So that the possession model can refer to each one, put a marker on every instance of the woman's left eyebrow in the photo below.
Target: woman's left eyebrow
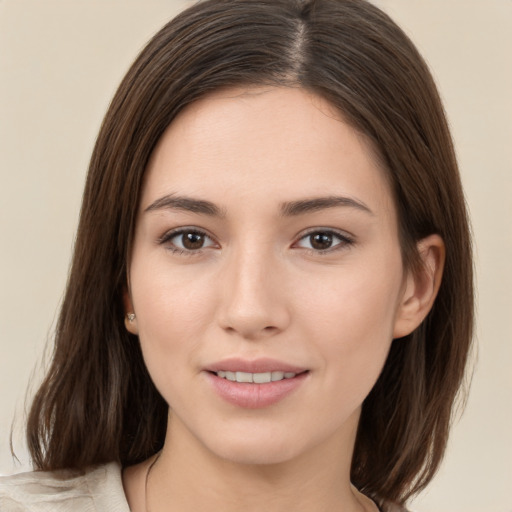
(288, 209)
(302, 206)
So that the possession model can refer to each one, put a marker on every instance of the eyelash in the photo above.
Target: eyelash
(344, 241)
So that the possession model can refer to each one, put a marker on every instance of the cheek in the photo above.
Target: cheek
(173, 309)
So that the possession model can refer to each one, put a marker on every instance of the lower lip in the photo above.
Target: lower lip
(254, 396)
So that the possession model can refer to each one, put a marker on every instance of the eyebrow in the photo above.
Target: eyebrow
(300, 207)
(188, 204)
(288, 209)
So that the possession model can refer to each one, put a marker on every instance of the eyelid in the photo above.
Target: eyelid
(345, 239)
(169, 235)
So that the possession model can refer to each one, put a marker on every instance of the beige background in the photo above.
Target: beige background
(60, 61)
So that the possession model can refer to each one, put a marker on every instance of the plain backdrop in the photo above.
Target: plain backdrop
(60, 62)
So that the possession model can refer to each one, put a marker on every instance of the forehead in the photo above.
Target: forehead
(264, 144)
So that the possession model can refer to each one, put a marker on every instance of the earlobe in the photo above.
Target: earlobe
(421, 286)
(130, 320)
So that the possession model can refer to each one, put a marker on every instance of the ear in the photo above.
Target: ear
(130, 320)
(421, 286)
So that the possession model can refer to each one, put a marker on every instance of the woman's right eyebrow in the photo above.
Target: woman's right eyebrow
(292, 208)
(189, 204)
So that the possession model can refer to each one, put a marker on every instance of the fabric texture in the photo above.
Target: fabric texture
(99, 489)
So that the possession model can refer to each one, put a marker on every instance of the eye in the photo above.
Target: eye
(324, 241)
(187, 240)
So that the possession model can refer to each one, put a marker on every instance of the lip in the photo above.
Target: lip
(252, 395)
(261, 365)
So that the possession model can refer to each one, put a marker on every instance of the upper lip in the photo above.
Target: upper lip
(261, 365)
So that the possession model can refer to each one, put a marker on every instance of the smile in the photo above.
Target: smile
(257, 378)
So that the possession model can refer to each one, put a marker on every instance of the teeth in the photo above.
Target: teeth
(257, 378)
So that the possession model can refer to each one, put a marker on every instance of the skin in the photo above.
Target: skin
(259, 287)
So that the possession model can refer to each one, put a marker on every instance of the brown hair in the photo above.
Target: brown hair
(97, 403)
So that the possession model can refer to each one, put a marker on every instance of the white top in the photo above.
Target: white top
(99, 489)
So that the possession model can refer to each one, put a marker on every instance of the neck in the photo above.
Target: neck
(188, 476)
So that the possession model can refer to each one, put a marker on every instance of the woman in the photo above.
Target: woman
(270, 302)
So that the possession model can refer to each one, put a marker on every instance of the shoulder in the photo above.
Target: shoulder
(96, 489)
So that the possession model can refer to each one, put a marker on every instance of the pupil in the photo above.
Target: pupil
(321, 241)
(193, 240)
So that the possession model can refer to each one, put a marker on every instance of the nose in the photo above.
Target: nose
(253, 303)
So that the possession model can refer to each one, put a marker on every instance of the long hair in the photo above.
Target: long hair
(97, 402)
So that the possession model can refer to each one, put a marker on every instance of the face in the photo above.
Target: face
(266, 249)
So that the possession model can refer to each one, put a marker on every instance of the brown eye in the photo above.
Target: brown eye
(192, 241)
(324, 241)
(187, 240)
(321, 241)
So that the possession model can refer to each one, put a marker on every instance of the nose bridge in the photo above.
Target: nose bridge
(253, 304)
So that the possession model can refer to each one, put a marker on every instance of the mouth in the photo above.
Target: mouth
(256, 378)
(255, 384)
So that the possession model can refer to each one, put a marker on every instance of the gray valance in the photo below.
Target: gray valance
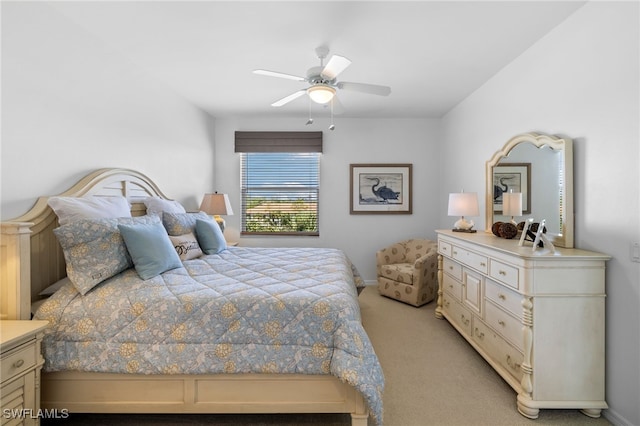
(278, 142)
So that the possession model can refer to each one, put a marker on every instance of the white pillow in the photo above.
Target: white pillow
(156, 205)
(69, 209)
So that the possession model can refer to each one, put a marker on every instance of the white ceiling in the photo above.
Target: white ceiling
(432, 54)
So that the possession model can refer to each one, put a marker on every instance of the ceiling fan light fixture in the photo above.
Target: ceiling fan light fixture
(321, 93)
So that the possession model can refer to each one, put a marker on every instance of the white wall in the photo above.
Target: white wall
(580, 81)
(71, 105)
(415, 141)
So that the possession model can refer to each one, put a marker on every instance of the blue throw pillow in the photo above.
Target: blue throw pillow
(150, 249)
(210, 236)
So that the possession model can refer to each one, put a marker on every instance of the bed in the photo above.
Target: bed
(255, 330)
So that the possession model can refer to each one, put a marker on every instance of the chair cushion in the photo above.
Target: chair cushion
(401, 272)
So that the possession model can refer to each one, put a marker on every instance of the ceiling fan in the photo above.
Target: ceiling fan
(322, 80)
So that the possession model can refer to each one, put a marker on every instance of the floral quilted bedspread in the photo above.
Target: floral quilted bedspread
(244, 310)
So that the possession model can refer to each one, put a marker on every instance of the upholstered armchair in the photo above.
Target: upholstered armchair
(408, 271)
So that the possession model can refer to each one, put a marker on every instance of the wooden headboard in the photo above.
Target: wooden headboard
(31, 258)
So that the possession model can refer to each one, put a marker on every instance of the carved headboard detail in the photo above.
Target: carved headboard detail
(31, 258)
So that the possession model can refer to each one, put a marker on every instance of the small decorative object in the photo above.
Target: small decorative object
(512, 204)
(216, 205)
(380, 188)
(525, 230)
(508, 230)
(541, 239)
(463, 204)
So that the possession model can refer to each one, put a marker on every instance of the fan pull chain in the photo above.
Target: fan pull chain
(310, 120)
(332, 126)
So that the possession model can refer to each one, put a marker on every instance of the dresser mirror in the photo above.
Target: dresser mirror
(541, 168)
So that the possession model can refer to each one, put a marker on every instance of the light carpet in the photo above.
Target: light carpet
(433, 377)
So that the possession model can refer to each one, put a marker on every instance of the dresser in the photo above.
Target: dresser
(538, 318)
(20, 363)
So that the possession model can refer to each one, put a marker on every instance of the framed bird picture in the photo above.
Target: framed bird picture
(380, 188)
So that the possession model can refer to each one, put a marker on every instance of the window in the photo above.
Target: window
(280, 177)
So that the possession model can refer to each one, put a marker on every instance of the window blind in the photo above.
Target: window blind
(280, 182)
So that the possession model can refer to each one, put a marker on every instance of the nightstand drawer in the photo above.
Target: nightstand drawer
(17, 361)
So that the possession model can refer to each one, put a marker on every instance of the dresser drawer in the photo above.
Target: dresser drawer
(504, 273)
(444, 248)
(498, 349)
(452, 268)
(18, 360)
(504, 297)
(470, 259)
(509, 327)
(457, 314)
(452, 286)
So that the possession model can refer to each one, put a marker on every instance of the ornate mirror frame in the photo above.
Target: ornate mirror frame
(565, 237)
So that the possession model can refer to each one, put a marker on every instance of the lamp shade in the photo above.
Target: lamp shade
(463, 204)
(512, 204)
(216, 204)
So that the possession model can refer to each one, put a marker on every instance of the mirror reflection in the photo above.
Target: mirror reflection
(539, 167)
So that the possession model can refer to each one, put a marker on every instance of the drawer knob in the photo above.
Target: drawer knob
(513, 365)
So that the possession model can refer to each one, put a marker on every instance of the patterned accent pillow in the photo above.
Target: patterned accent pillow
(181, 223)
(186, 246)
(94, 249)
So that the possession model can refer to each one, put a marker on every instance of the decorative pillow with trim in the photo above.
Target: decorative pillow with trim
(210, 236)
(157, 205)
(69, 209)
(186, 246)
(150, 248)
(181, 223)
(94, 249)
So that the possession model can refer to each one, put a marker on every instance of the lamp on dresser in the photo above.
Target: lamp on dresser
(217, 205)
(463, 204)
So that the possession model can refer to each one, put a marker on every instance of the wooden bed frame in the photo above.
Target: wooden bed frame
(31, 259)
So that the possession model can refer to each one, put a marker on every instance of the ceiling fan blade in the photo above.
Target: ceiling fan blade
(279, 74)
(336, 65)
(372, 89)
(289, 98)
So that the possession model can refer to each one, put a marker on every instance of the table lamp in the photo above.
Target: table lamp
(216, 205)
(463, 204)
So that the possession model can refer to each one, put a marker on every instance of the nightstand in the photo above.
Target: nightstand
(20, 364)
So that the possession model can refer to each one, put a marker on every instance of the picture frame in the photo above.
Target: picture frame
(515, 177)
(380, 188)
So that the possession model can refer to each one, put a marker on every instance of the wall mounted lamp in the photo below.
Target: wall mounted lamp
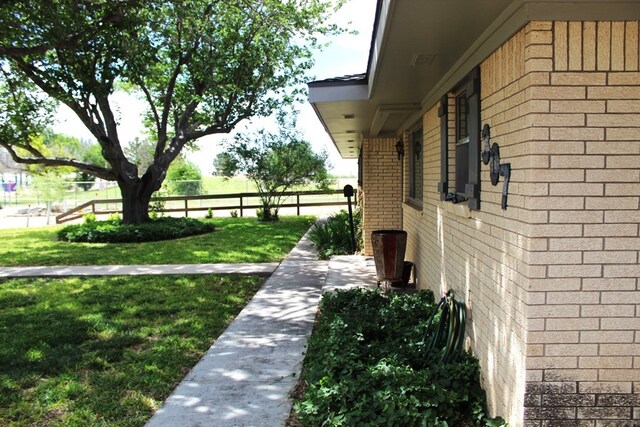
(400, 149)
(417, 148)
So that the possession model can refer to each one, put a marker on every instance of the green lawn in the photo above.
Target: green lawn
(109, 350)
(235, 240)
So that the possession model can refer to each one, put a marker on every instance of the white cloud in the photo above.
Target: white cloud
(345, 54)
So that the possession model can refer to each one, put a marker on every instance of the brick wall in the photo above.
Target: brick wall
(583, 314)
(380, 193)
(551, 283)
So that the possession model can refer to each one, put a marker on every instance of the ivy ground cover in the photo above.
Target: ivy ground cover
(368, 364)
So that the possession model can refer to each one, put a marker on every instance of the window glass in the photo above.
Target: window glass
(462, 143)
(415, 165)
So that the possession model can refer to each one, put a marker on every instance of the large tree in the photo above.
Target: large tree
(201, 66)
(275, 162)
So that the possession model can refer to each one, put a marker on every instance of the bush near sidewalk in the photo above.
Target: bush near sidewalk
(367, 364)
(333, 237)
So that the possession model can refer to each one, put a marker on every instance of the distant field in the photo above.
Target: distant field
(210, 185)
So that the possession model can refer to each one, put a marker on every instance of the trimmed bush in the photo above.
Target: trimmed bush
(333, 237)
(114, 232)
(367, 364)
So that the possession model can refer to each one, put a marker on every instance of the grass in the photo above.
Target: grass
(108, 350)
(235, 240)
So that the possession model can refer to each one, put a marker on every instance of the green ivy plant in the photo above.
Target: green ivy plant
(368, 364)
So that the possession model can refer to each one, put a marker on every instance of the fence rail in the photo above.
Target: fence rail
(215, 202)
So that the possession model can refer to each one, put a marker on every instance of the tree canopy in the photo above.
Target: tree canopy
(275, 162)
(201, 67)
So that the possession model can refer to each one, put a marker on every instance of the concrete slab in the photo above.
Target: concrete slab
(350, 271)
(246, 377)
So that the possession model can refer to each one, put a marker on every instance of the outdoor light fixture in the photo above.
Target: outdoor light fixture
(417, 148)
(400, 148)
(491, 157)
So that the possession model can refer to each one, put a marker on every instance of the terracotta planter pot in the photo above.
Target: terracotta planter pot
(389, 247)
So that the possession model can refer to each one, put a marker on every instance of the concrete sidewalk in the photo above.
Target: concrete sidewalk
(246, 376)
(263, 269)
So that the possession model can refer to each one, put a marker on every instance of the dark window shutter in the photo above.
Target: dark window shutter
(443, 185)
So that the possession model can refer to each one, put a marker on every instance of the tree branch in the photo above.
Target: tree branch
(98, 171)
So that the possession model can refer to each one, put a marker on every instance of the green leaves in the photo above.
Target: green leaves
(201, 66)
(365, 366)
(274, 161)
(333, 237)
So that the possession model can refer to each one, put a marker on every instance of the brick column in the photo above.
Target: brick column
(381, 190)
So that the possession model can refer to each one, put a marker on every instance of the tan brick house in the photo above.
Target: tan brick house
(552, 281)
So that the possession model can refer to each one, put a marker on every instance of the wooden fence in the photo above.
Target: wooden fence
(191, 204)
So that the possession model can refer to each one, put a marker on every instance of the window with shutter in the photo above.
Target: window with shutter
(465, 164)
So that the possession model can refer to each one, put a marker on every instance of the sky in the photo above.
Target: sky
(346, 54)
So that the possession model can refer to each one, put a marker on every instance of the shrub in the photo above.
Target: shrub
(333, 237)
(367, 364)
(89, 217)
(114, 232)
(184, 178)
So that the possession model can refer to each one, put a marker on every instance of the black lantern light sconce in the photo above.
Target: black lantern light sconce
(491, 157)
(417, 148)
(400, 149)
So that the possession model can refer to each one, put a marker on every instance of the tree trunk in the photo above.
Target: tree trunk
(136, 196)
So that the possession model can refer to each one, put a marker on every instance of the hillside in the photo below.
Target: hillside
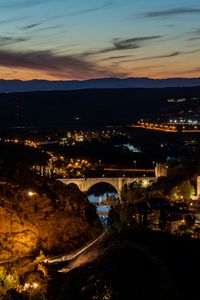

(What the task requires)
Copy, from the material, each line that holds the string "hillside".

(Expected answer)
So that the possession model can refer to each one, put a marker on every instance of the hillside in the photo below.
Target: hillside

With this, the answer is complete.